[start of DATASET EXTRACT]
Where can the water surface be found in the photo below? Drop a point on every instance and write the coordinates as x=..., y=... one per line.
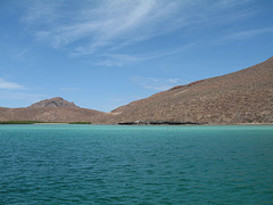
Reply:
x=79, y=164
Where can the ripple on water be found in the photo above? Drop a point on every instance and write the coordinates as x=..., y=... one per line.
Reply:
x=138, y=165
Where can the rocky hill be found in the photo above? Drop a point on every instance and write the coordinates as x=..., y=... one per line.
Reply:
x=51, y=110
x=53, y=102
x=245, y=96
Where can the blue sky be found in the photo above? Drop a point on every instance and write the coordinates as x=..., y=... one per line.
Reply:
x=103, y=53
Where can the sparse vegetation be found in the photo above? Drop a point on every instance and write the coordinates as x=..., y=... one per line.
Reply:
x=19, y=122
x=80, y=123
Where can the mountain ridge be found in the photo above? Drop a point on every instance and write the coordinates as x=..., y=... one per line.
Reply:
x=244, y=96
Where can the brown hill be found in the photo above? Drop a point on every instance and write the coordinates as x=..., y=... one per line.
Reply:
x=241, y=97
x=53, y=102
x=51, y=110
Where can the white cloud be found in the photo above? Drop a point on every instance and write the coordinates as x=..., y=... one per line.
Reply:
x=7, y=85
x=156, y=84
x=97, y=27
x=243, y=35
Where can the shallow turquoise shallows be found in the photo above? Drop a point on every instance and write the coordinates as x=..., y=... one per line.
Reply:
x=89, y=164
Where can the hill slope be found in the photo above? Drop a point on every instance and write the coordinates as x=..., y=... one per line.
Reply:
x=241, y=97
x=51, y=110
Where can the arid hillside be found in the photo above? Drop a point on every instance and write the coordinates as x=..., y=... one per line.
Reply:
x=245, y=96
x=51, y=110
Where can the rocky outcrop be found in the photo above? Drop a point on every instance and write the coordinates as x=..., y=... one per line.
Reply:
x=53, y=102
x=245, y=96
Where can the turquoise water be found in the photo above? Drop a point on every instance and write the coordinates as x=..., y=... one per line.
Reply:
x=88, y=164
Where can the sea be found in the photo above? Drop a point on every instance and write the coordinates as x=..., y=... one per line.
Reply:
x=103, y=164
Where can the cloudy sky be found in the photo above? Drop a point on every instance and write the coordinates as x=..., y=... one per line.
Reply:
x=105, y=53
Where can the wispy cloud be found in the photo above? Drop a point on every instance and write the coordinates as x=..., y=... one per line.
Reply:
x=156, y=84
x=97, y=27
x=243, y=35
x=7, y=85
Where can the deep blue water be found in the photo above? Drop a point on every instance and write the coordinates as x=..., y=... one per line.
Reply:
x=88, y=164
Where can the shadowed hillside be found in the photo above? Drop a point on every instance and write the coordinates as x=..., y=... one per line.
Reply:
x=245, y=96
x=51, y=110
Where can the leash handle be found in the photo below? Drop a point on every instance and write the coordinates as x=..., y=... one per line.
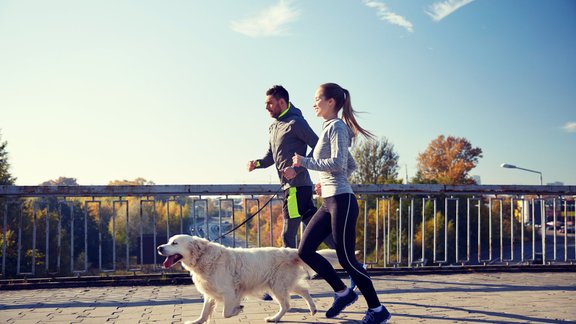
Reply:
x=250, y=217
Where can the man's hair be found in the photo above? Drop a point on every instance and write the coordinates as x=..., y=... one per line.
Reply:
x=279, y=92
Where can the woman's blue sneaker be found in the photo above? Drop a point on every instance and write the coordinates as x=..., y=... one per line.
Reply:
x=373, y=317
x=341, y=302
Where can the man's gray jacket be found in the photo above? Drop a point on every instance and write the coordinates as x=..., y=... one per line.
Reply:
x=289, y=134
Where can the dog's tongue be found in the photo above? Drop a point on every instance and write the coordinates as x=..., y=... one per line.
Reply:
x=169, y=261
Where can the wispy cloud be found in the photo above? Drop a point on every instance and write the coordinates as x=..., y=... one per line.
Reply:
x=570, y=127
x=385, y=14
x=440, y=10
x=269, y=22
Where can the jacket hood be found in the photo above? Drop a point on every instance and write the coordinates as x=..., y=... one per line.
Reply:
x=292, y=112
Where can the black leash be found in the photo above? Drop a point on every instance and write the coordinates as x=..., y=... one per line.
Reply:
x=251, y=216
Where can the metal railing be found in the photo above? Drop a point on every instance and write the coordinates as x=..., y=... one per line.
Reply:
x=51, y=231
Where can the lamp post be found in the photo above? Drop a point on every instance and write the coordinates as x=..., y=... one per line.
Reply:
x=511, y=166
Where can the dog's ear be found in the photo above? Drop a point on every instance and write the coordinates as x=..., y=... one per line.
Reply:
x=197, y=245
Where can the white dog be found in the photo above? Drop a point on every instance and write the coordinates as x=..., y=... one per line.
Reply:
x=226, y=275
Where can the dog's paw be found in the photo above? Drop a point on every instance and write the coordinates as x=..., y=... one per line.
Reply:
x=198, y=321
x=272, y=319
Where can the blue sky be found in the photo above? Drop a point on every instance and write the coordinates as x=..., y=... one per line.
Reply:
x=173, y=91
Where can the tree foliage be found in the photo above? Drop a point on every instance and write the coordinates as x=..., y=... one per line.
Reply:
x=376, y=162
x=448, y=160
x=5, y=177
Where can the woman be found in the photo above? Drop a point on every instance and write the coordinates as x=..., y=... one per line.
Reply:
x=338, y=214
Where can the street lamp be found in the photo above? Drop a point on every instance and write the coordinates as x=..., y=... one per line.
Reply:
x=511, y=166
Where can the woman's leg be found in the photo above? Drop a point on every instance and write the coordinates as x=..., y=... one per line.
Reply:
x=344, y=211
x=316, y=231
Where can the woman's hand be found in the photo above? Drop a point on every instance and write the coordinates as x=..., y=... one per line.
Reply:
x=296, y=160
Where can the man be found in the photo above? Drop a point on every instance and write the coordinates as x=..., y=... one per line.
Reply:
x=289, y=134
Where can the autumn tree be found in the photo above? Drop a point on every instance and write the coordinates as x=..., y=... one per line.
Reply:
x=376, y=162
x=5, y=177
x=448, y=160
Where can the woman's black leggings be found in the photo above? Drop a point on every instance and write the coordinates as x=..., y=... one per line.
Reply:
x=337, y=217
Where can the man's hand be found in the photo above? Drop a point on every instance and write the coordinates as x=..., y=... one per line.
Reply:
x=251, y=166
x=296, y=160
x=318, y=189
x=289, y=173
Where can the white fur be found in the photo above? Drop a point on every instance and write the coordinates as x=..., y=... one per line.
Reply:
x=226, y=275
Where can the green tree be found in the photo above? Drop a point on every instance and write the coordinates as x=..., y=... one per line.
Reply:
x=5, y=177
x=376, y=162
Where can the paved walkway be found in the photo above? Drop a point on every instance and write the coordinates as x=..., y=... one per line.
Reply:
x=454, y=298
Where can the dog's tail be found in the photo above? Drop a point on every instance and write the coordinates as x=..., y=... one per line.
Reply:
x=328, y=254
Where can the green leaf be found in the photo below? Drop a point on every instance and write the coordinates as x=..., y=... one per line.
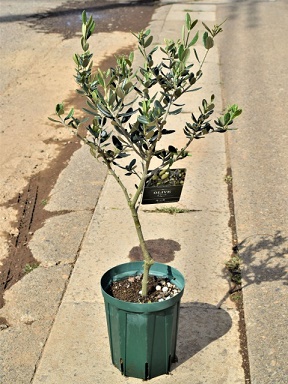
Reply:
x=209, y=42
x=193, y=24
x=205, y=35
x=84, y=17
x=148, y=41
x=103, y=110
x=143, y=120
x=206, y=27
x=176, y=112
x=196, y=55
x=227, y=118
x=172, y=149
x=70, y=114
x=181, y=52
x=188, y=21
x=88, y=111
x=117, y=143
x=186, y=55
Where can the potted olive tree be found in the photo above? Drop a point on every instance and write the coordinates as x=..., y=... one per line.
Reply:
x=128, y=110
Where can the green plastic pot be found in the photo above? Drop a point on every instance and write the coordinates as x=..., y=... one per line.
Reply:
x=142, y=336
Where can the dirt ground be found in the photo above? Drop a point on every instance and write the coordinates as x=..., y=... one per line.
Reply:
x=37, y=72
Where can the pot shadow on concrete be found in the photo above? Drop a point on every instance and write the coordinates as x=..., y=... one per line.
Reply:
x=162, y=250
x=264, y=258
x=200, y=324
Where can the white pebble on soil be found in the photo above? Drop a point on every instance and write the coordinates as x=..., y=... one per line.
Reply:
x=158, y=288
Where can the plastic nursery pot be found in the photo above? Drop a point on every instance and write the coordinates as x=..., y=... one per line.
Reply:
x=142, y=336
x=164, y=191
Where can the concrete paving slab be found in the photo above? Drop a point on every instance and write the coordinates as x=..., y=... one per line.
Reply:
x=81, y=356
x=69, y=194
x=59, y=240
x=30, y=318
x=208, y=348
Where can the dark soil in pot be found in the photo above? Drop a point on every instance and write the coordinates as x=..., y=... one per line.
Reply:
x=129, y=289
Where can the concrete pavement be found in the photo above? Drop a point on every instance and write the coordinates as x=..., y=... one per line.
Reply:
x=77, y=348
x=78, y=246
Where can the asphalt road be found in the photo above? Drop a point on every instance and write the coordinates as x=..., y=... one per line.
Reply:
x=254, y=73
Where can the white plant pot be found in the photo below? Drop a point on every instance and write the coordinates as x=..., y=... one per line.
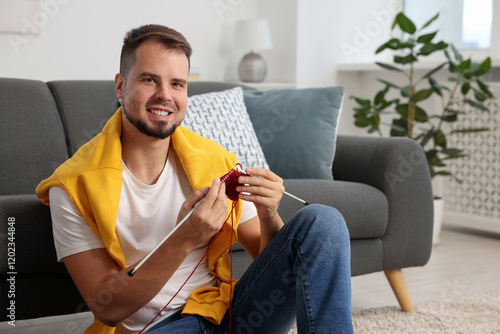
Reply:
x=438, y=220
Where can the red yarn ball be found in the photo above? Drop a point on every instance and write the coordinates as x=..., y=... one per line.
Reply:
[end of DATASET EXTRACT]
Put the items from the line with "Where can the pot shadow" to the line with "x=158, y=288", both lines included, into a two-column CSV headed input and output. Give one row per item with its text and its answer, each in a quoted field, and replace line breaks with spaces.

ANSWER TO THIS EXERCISE:
input,output
"Where can the pot shadow on concrete be found in the photo above? Drop a point on every instance and write the coordinates as x=..., y=... one per line. Reply:","x=162, y=250 x=264, y=258 x=200, y=324"
"Where can the white pebble on soil be found in the photo above? Drop a point on every instance and write the coordinates as x=..., y=... one per line. Reply:","x=158, y=288"